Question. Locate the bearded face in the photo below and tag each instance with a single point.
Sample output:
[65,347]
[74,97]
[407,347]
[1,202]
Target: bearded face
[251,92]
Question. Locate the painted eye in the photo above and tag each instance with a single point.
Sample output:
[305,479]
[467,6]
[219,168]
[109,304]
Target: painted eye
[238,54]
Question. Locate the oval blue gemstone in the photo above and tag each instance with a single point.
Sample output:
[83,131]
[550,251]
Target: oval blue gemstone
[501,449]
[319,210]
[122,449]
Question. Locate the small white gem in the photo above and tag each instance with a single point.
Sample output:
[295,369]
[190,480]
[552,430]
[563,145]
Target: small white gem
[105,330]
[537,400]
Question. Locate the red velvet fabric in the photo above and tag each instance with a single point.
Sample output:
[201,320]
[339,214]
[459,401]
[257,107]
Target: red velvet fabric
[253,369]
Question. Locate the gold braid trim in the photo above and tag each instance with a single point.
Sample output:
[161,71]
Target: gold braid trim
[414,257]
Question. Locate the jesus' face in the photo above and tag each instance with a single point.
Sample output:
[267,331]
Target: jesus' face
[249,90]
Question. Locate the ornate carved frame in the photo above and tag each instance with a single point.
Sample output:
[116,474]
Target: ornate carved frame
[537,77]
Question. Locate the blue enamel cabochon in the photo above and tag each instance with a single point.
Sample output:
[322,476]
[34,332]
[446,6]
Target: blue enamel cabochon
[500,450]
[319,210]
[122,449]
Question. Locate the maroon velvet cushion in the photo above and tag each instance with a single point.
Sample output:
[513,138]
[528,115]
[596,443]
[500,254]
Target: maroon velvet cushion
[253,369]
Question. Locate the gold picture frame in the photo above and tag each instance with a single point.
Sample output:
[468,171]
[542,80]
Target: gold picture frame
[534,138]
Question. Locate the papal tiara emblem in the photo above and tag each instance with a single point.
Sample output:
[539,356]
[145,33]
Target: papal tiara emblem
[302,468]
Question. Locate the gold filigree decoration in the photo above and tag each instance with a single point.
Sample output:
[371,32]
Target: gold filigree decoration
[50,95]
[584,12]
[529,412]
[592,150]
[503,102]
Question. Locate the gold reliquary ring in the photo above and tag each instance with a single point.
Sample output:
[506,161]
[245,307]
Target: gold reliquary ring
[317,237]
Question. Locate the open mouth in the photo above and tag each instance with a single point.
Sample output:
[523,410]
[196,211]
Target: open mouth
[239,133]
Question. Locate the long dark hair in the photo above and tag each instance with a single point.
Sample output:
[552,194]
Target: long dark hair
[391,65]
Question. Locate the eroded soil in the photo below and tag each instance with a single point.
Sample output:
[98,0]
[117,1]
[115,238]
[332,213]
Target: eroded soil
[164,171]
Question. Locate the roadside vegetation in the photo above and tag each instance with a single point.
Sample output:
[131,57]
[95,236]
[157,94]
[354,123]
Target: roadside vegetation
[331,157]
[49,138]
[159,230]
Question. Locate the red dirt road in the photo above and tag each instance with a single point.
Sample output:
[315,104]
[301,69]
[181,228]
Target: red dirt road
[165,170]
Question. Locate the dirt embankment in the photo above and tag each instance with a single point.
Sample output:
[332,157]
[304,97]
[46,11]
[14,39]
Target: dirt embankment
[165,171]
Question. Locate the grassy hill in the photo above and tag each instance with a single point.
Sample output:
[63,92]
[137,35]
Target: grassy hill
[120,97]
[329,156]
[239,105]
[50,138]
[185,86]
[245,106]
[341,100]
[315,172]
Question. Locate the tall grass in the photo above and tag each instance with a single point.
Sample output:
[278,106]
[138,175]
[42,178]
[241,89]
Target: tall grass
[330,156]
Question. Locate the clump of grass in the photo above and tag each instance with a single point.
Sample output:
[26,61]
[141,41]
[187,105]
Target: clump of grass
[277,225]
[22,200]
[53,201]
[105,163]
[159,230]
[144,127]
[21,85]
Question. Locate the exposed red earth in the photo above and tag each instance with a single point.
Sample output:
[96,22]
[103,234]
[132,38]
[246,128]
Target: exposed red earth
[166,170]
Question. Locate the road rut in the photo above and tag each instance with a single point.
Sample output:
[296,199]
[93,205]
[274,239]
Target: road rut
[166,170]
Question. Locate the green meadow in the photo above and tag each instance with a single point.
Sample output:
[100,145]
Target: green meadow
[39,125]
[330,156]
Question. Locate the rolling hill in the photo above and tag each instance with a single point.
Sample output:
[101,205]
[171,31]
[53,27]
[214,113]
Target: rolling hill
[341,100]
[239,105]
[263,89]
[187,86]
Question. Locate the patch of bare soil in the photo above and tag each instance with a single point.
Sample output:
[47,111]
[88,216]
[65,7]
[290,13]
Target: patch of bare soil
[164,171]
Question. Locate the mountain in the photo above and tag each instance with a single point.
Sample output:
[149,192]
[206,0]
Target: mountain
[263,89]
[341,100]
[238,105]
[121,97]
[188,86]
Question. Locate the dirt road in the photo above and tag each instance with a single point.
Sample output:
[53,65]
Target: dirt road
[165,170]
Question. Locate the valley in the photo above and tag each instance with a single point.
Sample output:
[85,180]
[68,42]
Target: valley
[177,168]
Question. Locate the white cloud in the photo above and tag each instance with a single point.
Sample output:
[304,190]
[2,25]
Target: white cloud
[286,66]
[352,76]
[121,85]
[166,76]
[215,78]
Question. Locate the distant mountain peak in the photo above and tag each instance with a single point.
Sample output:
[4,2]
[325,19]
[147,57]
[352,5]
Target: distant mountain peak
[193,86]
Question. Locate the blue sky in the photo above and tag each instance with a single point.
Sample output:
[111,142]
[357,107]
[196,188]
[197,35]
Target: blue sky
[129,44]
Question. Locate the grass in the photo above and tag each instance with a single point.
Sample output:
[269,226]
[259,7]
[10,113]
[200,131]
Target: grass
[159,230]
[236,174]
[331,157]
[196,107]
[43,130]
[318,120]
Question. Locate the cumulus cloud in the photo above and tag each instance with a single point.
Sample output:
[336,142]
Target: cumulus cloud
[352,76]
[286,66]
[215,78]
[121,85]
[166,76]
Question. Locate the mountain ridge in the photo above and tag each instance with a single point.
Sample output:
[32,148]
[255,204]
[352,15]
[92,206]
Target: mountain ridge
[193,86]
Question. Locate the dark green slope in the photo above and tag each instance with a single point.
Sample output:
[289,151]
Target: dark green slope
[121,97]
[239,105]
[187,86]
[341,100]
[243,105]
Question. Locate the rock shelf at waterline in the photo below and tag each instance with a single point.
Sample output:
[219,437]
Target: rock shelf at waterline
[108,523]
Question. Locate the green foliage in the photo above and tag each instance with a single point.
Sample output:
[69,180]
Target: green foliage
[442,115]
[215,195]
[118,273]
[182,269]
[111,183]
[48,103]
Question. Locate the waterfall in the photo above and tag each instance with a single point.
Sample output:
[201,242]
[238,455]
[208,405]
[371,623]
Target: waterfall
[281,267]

## Short exercise
Please repeat the listing above in full and exactly.

## Answer to the problem
Question. Locate the bearded face in the photo below and tag each instance with a single point.
Sample output:
[65,347]
[74,97]
[407,347]
[1,202]
Target: bearded face
[251,92]
Question. Locate the painted eye in the photo above and tag each instance with a single point.
Sample output:
[305,479]
[467,6]
[219,168]
[109,304]
Target: painted eye
[238,54]
Question. Locate the oval blue gemstone in the photo above and tag each instance with a single point.
Sample output:
[83,131]
[550,251]
Target: oval blue gemstone
[501,449]
[319,210]
[122,449]
Question. Locate the small white gem in the photo above and tag each instance with a single point.
Sample output:
[295,369]
[190,480]
[552,430]
[563,145]
Target: small white gem
[105,330]
[537,400]
Question. Locate the red velvet fabric in the photo above and tag each instance with a single point.
Sample output:
[201,320]
[339,214]
[459,401]
[257,107]
Target: red velvet fabric
[253,369]
Question. Locate the gold braid trim in the photo above and tag each instance with a single point.
Sample output:
[161,71]
Target: gold braid trim
[414,257]
Question. Locate the jesus' face in the photo above and tag each instance with a single point.
Sample output:
[267,331]
Target: jesus' face
[249,90]
Question. Locate the ornate carved frame in the photo above and tag each instance with a single point.
Sample output:
[116,474]
Target: ornate carved frame
[537,77]
Question. Locate the blue enamel cabochon in the photo above and tag each instance with a single point.
Sample output:
[322,476]
[34,332]
[446,6]
Target: blue enamel cabochon
[500,450]
[319,210]
[122,449]
Question. Locate the maroon velvet cushion in the photo above and tag each instance with a single point.
Sample output:
[513,138]
[528,115]
[596,443]
[500,254]
Target: maroon velvet cushion
[253,369]
Question. Locate the gold picture frame in the photo above and tag each instance with a single point.
Sample output:
[468,171]
[542,80]
Target: gold picture frame
[534,138]
Question. Locate the papal tiara emblem in the photo above and tag each instance with a single point.
Sample output:
[539,356]
[145,33]
Target: papal tiara emblem
[302,468]
Question. Locate the gold filigree decoration in the photo above and tag each instance with a single point.
Sample output:
[371,32]
Target: gold filigree decoration
[50,95]
[584,12]
[529,412]
[592,150]
[503,102]
Question. Locate the gold reliquary ring in the photo above and tag each instance with a single point.
Sample output:
[506,161]
[245,307]
Target: gold reliquary ring
[317,237]
Question. Locate the open mouth in the photo above and tag each instance with a single point.
Sample output:
[523,410]
[196,211]
Target: open mouth
[239,133]
Question. Locate the long dark hair in the photo above and tag each instance with a single point.
Sample output:
[552,194]
Target: long dark hair
[391,65]
Question. Locate the eroded soil in the photo below and tag each instance with a single point.
Sample output:
[98,0]
[117,1]
[115,238]
[332,213]
Target: eroded soil
[164,171]
Question. Locate the roadside vegetation in the photo above and tag each instance with a single point.
Sample output:
[131,57]
[95,236]
[157,94]
[354,123]
Target: roadside vegetation
[331,157]
[49,138]
[159,230]
Question. Locate the red dirt road in the photo above and tag each instance with a single point.
Sample output:
[315,104]
[301,69]
[181,228]
Target: red dirt road
[165,170]
Question. Locate the dirt embankment in the photo above and tag each instance with a single point.
Sample output:
[332,157]
[304,97]
[46,11]
[14,39]
Target: dirt embankment
[165,171]
Question. Locate the grassy hill in the photo above and tag each instance with a single point.
Sample output:
[63,92]
[137,35]
Target: grassy hill
[120,97]
[329,156]
[239,105]
[50,138]
[185,86]
[245,106]
[341,100]
[315,172]
Question. Locate the tall grass in the photo above and tag each instance with a single point.
Sample output:
[278,106]
[138,175]
[42,178]
[241,89]
Target: tall grass
[330,156]
Question. Locate the clump of grass in the photo above and tag each instance with a single point.
Sample output:
[26,61]
[141,41]
[187,105]
Target: clump of grass
[277,225]
[22,200]
[53,201]
[105,163]
[159,230]
[144,127]
[21,85]
Question. Locate the exposed red earth in the photo above and tag each instance with a single point.
Sample output:
[96,22]
[103,234]
[132,38]
[246,128]
Target: exposed red earth
[166,170]
Question. Locate the road rut in the photo above and tag each instance with a single point.
Sample output:
[296,199]
[93,205]
[274,239]
Target: road rut
[166,170]
Question. Locate the green meadow in the photo above and tag each instance with a single point.
Sample output:
[100,145]
Target: green meadow
[39,125]
[330,156]
Question. Locate the rolling hill in the photo above and tag each instance with a single point.
Sample output:
[101,205]
[171,31]
[53,27]
[214,113]
Target: rolling hill
[341,100]
[239,105]
[263,89]
[187,86]
Question. Locate the patch of bare soil in the photo above and tag each instance with a single point.
Sample output:
[47,111]
[88,216]
[65,7]
[290,13]
Target: patch of bare soil
[164,171]
Question. Locate the mountain in the photo above and tag each instance with a single point.
Sample output:
[149,192]
[206,0]
Target: mountain
[263,89]
[341,100]
[238,105]
[121,97]
[188,86]
Question. Locate the dirt road in the photo above and tag each instance with a single point.
Sample output:
[53,65]
Target: dirt road
[165,170]
Question. Locate the valley in the photo above and tag each instance with a single point.
Sample output:
[85,180]
[68,42]
Target: valley
[177,168]
Question. Locate the white cloud in the photo above and tag each instance with a single point.
Sample output:
[304,190]
[2,25]
Target: white cloud
[286,66]
[352,76]
[121,85]
[166,76]
[215,78]
Question. Locate the distant mountain peak in the photo above and tag each instance with a single point.
Sample output:
[4,2]
[325,19]
[147,57]
[352,5]
Target: distant mountain peak
[193,86]
Question. Locate the blue sky in the photo above and tag each instance with a single point.
Sample output:
[111,142]
[357,107]
[196,188]
[197,35]
Target: blue sky
[129,44]
Question. Locate the grass in the photo above and tag each instance with a single point.
Sample output:
[269,226]
[259,7]
[10,113]
[200,131]
Target: grass
[159,230]
[236,174]
[331,157]
[196,107]
[43,130]
[318,120]
Question. Locate the cumulus cloud in the photo above and tag each instance with a single point.
Sample output:
[336,142]
Target: cumulus cloud
[352,76]
[286,66]
[215,78]
[121,85]
[166,76]
Question. Locate the mountain ridge in the photo above and tag each instance with a single point.
Sample output:
[32,148]
[255,204]
[352,15]
[92,206]
Target: mountain ridge
[193,86]
Question. Locate the dark green slope in the photo above and tag each instance with a single point.
Sample output:
[289,151]
Target: dark green slope
[121,97]
[239,105]
[187,86]
[341,100]
[243,105]
Question. Locate the rock shelf at waterline in the photo below and tag each instance with a single point.
Sample output:
[219,437]
Target: rock shelf at waterline
[108,523]
Question. Locate the green foliage in the photo above and tag each instance with a single point.
Sample output:
[69,180]
Target: green foliage
[442,115]
[215,195]
[118,273]
[182,269]
[111,183]
[48,103]
Question. Locate the waterfall in the photo above and tag each instance with a single point.
Sample output:
[201,242]
[238,455]
[208,405]
[371,623]
Target: waterfall
[281,267]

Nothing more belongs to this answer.